* start Passage to read *

After lunch we went to the Alice Springs School of the Air.  Had I realized (in other words paid attention) the coach would return to the hotel for a lecture, I would have skipped this trip.  It was just to show us how long-distance learning was developed and used for kids that lived hundreds of miles from Alice on the cattle ranches.  Road Scholar generally tries to support cultural and civic organizations through visits and gift shops.  I think this was one of those supports.

Paunch art with Witchetty Grub

Our lecture was on Aboriginal Culture and Art in Central Australia.  The majority of the art consists of hand stencils in caves with ochre to depict ancestors and to claim land.  There are rock carvings on sandstone and paintings with white clay.  The best know Aboriginal artist to paint in a western style is  Albert Namatjira  The region is noted for its Papunya art, dot painting.  The Papunya Tula Artists is a cooperative formed in 1972 that is owned and operated by Aboriginal people of the Western Desert.  These paintings tell the Dreamtime creation stories.

The Alice Springs Trio

Tonight we had dinner and entertainment at the Olive Pink Botanical Gardens Cafe.  It was perfect timing to celebrate Wayne’s birthday.  We had a traditional steak on the barbie and song from Barry Skipsey.  Wayne had to perform with Barry on the Lagerphone.  I laughed until tears came.  Have fun with this at flickr.

* end Passage to read *

▶ **Given request**
Please answer these questions using the Alice Springs travel passage above.
(a) Where did the group go after lunch?
(b) In what year was the Papunya Tula Artists cooperative formed?
(c) At which cafe did the group have dinner and entertainment that night?

* start Raw data *

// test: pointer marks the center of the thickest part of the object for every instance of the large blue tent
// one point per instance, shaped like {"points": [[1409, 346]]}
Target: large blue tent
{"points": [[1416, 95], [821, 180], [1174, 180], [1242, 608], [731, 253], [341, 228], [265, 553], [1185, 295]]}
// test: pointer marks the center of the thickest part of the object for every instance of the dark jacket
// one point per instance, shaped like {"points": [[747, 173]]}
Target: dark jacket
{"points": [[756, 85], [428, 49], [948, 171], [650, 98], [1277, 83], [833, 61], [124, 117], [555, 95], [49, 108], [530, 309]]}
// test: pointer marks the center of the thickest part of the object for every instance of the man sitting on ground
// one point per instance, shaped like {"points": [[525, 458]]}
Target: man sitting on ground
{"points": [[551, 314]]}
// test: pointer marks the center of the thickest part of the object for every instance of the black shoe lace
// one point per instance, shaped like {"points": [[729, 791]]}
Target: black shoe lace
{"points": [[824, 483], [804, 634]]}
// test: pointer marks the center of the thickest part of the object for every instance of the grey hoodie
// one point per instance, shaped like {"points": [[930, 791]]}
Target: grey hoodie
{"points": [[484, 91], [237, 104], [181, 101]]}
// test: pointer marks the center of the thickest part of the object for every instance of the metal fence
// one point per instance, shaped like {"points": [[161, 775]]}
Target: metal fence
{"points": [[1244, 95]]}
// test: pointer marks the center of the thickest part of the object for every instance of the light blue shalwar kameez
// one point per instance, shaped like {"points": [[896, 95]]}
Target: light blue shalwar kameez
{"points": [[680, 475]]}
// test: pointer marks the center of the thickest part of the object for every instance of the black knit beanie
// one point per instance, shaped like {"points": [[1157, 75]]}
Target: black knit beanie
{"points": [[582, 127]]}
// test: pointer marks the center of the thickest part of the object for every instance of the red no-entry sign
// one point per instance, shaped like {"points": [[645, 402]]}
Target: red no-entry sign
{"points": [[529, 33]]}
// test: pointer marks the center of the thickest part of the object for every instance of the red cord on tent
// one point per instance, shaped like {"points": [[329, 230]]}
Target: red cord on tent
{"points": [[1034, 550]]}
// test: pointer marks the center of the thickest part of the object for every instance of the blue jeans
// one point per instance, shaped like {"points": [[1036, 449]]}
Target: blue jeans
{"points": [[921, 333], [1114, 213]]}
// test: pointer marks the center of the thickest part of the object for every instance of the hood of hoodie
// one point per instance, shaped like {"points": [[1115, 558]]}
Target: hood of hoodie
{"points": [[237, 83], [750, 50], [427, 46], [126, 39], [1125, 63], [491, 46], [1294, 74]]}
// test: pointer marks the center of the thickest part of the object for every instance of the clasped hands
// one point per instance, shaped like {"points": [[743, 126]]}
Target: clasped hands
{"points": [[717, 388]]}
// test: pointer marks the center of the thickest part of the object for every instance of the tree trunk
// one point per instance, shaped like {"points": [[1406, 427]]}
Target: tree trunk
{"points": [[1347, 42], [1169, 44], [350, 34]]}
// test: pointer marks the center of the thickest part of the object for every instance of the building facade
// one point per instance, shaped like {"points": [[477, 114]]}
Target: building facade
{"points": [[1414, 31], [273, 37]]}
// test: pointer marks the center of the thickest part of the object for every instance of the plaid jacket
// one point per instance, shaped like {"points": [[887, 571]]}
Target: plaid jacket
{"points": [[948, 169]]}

* end Raw data *

▶ **Written solution**
(a) The Alice Springs School of the Air.
(b) 1972.
(c) The Olive Pink Botanical Gardens Cafe.